▸ **Provided information**:
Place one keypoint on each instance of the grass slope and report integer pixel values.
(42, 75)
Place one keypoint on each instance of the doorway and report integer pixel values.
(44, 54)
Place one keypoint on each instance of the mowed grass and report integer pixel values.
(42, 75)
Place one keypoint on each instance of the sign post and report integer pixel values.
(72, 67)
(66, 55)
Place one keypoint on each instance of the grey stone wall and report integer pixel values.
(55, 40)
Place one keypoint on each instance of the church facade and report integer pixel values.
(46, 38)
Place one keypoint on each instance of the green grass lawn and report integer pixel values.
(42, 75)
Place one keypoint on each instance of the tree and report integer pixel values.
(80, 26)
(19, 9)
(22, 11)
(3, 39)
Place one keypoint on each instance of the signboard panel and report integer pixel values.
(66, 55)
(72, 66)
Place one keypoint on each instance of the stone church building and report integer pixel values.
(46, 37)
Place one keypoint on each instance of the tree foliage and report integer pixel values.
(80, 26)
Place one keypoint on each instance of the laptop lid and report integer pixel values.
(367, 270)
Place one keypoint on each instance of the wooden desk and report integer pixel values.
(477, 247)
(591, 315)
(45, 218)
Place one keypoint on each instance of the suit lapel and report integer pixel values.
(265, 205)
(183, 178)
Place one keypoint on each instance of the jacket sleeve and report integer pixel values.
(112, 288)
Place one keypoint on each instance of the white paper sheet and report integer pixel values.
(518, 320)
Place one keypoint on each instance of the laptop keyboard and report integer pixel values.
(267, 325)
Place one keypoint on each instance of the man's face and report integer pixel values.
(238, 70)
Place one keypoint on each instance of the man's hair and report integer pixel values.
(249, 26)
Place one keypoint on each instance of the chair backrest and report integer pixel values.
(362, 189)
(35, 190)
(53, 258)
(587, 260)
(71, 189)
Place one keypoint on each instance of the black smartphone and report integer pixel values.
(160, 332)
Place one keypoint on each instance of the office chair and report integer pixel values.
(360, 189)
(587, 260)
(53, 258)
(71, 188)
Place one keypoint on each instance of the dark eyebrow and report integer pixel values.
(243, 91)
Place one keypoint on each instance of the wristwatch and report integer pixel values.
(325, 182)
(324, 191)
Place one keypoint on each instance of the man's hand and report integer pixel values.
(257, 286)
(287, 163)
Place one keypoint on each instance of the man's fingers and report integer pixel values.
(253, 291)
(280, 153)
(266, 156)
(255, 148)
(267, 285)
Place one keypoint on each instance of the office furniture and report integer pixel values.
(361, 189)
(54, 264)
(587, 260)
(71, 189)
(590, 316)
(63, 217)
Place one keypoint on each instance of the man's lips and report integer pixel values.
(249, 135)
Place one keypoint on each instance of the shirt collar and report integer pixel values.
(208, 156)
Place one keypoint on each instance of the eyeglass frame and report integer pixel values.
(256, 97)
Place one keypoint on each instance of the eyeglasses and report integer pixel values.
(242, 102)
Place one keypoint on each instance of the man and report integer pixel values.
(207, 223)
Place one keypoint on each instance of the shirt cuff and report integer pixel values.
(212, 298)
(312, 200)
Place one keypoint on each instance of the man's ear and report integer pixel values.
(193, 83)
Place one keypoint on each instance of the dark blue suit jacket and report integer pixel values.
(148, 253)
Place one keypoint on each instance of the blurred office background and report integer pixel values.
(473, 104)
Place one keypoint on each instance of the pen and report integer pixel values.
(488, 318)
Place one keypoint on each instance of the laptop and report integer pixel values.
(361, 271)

▸ **Exercise brief**:
Could you give the records above again, exactly and in full?

▸ **Solved problem**:
Place one keypoint on each instance of the grass slope and report integer pixel values.
(42, 75)
Place one keypoint on each instance of the doorway and report integer pixel values.
(44, 54)
Place one keypoint on each instance of the mowed grass and report integer pixel values.
(42, 75)
Place one keypoint on each instance of the sign post and report integer pixel values.
(72, 67)
(66, 55)
Place one keypoint on each instance of the grey stone wall and report integer pixel values.
(55, 40)
Place one keypoint on each instance of the church facade and report integer pixel values.
(46, 38)
Place one keypoint on each instance of the green grass lawn and report integer pixel values.
(42, 75)
Place one keypoint on each instance of the tree and report integer pixel values.
(80, 26)
(19, 9)
(22, 11)
(3, 39)
Place one keypoint on each instance of the signboard panel and report integer pixel values.
(66, 55)
(72, 66)
Place one keypoint on each instance of the stone church building and report integer pixel values.
(46, 37)
Place one keypoint on each instance of the tree foliage and report integer pixel values.
(80, 26)
Place one keypoint on each instance of the laptop lid and report integer pixel values.
(367, 270)
Place one keypoint on each instance of the wooden desk and report integer pixel values.
(477, 247)
(591, 315)
(45, 218)
Place one keypoint on each instance of the suit lapel and report integer pixel values.
(265, 205)
(183, 178)
Place one keypoint on each instance of the jacket sleeve and report integer pixel values.
(112, 288)
Place one keypoint on each instance of the white paper sheet and report integer pixel values.
(518, 320)
Place one keypoint on each instance of the laptop keyboard and report integer pixel values.
(267, 325)
Place one keypoint on each instance of the man's face and report integer pixel values.
(238, 70)
Place one keypoint on each instance of the man's hair and report integer pixel values.
(249, 26)
Place one keypoint on each instance of the chair backrest and report integer pixel values.
(362, 189)
(35, 190)
(53, 258)
(587, 260)
(71, 189)
Place one keypoint on each instance of the black smartphone and report integer pixel values.
(160, 332)
Place one keypoint on each instance of the office chair and report integer pixel values.
(360, 189)
(587, 260)
(53, 258)
(71, 188)
Place one keypoint on each instance of the dark eyebrow and report integer pixel values.
(243, 91)
Place one keypoint on each instance of the wristwatch and report integer pixel values.
(325, 182)
(324, 191)
Place one keypoint on each instance of the man's hand and report integer pixel values.
(257, 286)
(287, 163)
Place one keypoint on each instance of the man's fingers and report integer pixel values.
(253, 291)
(280, 153)
(266, 156)
(255, 148)
(267, 285)
Place one keypoint on each instance of the office furniture and report integer pixel values.
(361, 189)
(54, 264)
(587, 260)
(71, 189)
(590, 316)
(63, 217)
Place one keypoint on each instance of the man's lips and report integer pixel values.
(249, 135)
Place one keypoint on each instance of the shirt collar and report integer pixel values.
(208, 156)
Place one keypoint on each instance of the eyeglass frame and report integer pixel values.
(256, 97)
Place one keypoint on each instance of the eyeglasses and report integer pixel values.
(242, 102)
Place one keypoint on each instance of the man and report integer pixel values.
(207, 223)
Place one keypoint on each instance of the shirt cuff and report integer pixel values.
(212, 298)
(312, 200)
Place one keypoint on each instance of the man's ear and report integer pixel values.
(193, 83)
Place one keypoint on each instance of the dark blue suit jacket and report integer pixel values.
(148, 253)
Place one keypoint on each instance of the blurred office background and report integer pixel values.
(473, 104)
Place one keypoint on each instance of the pen and report integer pixel values.
(488, 318)
Place one keypoint on each instance of the laptop and report integer pixel values.
(361, 271)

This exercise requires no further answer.